Philadelphia, June 14, 2018 – The Philadelphia Energy Campaign, an initiative proposed by Council President Darrell L. Clarke (5th District) and administered by the Philadelphia Energy Authority, is the subject of an award-winning research paper published at Harvard University.
The paper, titled “A Pathway to Preservation? Planning Processes at the Intersection of Climate Change and Affordable Housing in Philadelphia, Pennsylvania,“ by Harvard Graduate School of Design’s Caroline Lauer, was awarded the 2018 Best Paper on Housing Prize by the Joint Center for Housing Studies of Harvard University.
“Cities across the United States have been actively planning for climate change for twenty years, but equity considerations, such as climate investment’s impact on disadvantaged communities, have often been overlooked or ignored in the broader climate planning process,” Lauer writes in the paper.
“The Philadelphia Energy Authority’s (PEA) Philadelphia Energy Campaign (PEC) is an unlikely success story of a municipal climate initiative prioritizing the needs of its low-income and minority residents, transcending the disconnect between equity and environment by addressing affordable, safe housing through energy policy.”

The task →
Could you restate the press release, beginning at the words "The paper, titled" and stopping after "in the paper.", while switching "twenty years" to "two decades"?

Stored data →
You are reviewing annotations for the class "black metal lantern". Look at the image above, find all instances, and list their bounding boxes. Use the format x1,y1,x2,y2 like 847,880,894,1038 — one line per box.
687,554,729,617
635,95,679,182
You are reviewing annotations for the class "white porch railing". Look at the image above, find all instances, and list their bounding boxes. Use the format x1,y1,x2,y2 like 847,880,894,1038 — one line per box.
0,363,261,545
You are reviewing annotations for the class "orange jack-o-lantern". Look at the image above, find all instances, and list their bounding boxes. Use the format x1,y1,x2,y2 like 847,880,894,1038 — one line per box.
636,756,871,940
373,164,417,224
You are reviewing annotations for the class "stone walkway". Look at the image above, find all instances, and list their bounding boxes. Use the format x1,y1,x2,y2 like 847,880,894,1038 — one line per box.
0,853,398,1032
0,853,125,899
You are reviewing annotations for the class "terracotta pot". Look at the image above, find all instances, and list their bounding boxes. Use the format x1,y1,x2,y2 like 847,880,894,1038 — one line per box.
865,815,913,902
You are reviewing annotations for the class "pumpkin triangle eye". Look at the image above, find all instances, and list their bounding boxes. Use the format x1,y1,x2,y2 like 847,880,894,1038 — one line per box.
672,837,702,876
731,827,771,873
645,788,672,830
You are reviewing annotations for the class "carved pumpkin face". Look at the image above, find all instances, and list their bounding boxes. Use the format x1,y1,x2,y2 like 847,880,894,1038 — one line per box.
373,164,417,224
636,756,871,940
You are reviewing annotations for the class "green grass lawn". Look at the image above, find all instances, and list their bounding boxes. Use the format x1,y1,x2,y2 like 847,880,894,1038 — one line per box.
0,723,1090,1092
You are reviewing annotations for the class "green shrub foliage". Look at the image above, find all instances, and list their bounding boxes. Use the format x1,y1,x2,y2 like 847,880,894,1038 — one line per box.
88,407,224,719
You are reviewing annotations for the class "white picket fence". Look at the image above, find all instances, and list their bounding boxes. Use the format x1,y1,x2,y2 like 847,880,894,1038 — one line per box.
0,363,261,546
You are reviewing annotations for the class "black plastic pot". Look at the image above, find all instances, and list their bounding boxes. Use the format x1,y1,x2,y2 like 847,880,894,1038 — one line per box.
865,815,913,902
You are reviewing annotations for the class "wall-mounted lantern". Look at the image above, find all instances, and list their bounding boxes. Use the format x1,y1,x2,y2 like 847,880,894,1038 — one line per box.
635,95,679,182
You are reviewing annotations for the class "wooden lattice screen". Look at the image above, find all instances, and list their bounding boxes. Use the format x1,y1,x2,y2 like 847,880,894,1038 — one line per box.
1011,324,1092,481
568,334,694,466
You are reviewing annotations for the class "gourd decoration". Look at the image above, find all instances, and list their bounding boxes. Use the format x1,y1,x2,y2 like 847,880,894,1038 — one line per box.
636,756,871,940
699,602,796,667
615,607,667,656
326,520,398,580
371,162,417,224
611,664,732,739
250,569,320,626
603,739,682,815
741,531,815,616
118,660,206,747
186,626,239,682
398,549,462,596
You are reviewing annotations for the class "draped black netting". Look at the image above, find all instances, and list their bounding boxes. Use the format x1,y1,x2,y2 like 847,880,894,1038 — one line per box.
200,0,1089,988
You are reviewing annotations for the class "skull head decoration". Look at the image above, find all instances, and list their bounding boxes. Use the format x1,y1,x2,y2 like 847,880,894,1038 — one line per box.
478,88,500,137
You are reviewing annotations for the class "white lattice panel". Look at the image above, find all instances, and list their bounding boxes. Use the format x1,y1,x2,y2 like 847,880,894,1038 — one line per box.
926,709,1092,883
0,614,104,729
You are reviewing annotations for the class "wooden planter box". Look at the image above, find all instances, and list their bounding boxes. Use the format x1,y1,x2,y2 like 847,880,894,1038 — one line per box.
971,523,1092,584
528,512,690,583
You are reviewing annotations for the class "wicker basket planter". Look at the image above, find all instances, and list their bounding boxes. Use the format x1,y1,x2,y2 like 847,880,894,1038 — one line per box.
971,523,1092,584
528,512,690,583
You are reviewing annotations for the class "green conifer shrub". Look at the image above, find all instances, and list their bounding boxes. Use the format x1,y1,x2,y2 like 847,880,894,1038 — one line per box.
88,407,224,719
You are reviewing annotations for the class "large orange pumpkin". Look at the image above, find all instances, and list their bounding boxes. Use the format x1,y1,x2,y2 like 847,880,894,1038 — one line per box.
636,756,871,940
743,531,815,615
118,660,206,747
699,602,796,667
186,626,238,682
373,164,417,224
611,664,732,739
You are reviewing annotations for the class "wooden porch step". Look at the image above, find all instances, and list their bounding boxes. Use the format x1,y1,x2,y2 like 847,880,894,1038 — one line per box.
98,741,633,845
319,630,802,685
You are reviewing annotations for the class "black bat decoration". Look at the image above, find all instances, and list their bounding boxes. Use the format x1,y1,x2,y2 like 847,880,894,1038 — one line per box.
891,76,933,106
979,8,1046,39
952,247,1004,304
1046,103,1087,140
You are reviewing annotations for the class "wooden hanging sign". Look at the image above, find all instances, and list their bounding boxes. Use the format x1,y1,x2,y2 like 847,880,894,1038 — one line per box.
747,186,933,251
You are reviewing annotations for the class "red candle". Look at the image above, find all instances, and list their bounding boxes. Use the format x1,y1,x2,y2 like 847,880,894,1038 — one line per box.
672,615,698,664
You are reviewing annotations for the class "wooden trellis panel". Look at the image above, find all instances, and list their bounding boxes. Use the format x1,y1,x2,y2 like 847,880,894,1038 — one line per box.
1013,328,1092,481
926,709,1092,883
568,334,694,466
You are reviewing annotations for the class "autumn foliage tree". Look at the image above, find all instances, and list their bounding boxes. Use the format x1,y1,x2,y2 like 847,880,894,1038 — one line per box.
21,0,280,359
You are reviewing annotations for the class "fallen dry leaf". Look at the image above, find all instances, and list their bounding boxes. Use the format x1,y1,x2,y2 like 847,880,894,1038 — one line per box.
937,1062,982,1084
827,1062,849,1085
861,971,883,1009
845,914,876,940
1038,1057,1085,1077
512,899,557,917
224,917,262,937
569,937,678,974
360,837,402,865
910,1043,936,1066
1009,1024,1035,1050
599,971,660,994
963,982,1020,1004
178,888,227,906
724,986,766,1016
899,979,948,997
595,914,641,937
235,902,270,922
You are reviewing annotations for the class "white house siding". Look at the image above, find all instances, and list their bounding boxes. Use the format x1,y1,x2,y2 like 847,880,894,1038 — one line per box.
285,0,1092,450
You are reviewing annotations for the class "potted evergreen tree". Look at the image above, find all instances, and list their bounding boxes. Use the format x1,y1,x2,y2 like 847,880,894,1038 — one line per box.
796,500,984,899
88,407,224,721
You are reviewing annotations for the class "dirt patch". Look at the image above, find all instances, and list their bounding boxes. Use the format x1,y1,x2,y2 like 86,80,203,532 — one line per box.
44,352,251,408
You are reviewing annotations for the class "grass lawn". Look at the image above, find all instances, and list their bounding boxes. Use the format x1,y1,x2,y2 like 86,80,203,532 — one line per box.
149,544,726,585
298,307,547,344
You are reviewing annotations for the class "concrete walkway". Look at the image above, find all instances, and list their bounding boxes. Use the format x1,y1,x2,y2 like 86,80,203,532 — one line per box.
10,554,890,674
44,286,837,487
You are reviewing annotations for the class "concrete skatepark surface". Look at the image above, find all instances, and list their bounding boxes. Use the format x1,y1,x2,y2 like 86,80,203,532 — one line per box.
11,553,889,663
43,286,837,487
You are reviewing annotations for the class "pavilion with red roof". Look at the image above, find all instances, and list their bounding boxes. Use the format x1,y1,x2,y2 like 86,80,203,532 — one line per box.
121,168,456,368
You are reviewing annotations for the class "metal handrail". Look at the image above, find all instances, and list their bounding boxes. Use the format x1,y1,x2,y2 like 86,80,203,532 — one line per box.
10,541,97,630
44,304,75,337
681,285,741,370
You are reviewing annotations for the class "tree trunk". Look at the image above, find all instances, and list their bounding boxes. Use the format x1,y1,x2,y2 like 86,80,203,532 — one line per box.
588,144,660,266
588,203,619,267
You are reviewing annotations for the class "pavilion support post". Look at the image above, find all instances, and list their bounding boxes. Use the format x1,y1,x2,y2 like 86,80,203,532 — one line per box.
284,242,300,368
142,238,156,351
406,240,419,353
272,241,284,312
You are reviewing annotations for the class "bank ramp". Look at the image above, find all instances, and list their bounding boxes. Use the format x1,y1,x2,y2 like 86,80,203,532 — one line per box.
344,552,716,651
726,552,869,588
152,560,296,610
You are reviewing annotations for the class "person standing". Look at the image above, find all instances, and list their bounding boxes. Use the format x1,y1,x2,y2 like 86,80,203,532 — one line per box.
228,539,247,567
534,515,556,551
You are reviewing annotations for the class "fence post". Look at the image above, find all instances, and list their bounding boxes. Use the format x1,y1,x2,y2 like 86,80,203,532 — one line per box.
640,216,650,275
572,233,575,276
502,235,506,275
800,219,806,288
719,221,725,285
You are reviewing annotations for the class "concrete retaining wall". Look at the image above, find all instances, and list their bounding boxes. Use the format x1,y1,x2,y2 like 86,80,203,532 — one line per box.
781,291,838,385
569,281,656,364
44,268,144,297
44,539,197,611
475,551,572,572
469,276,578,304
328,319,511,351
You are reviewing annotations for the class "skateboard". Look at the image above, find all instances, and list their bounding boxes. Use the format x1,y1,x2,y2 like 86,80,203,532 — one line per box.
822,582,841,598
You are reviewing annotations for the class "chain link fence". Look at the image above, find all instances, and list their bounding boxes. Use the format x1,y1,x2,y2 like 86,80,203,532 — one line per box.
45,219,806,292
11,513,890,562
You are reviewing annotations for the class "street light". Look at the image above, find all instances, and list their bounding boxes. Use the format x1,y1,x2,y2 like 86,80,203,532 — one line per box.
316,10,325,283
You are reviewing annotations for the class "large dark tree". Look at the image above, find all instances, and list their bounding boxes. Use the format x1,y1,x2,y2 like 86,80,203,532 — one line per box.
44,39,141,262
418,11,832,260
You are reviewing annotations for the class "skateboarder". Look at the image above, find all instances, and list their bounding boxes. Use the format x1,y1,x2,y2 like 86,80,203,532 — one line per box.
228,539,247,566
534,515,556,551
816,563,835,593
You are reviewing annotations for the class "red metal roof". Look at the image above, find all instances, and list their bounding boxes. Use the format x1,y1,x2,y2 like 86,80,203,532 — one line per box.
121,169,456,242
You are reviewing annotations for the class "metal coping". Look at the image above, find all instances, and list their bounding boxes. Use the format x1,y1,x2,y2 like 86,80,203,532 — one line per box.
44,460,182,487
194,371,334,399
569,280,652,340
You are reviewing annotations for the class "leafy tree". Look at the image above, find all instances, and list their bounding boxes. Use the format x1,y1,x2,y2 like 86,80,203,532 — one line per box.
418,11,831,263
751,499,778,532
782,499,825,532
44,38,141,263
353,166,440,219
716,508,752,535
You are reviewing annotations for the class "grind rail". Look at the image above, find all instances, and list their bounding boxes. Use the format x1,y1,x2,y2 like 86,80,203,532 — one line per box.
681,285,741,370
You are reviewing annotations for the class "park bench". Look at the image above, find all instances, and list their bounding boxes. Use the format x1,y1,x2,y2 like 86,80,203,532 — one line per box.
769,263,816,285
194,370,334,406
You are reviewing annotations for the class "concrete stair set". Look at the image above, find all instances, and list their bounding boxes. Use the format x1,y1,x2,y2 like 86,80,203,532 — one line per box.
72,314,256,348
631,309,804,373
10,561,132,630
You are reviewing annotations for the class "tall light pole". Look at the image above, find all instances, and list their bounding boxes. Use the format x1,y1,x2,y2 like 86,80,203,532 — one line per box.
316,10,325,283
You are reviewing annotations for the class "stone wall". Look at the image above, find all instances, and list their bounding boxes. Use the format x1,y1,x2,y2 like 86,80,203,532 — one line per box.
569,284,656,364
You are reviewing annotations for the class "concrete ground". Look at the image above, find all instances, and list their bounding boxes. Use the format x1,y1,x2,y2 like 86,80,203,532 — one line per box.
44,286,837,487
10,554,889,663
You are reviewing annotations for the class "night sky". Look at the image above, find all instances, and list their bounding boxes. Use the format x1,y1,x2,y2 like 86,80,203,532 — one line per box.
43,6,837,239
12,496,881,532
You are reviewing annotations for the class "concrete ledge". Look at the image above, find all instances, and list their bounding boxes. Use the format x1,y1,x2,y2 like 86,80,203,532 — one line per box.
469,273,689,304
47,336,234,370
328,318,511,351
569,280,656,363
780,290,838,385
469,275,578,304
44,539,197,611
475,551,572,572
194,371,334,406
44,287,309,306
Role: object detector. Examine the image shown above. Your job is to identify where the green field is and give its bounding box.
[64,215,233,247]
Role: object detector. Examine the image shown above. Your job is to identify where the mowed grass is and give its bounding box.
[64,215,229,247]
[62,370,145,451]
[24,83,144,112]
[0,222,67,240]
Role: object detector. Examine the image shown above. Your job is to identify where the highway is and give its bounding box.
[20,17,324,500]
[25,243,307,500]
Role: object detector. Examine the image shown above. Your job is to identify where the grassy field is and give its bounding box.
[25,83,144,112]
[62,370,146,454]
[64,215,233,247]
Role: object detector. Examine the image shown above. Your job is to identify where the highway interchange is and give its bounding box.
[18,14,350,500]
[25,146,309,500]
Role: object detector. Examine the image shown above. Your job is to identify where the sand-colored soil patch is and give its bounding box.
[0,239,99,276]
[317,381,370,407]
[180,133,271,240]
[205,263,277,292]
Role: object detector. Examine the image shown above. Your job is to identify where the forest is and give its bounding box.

Answer →
The paper, titled “A Pathway to Preservation? Planning Processes at the Intersection of Climate Change and Affordable Housing in Philadelphia, Pennsylvania,“ by Harvard Graduate School of Design’s Caroline Lauer, was awarded the 2018 Best Paper on Housing Prize by the Joint Center for Housing Studies of Harvard University.
“Cities across the United States have been actively planning for climate change for two decades, but equity considerations, such as climate investment’s impact on disadvantaged communities, have often been overlooked or ignored in the broader climate planning process,” Lauer writes in the paper.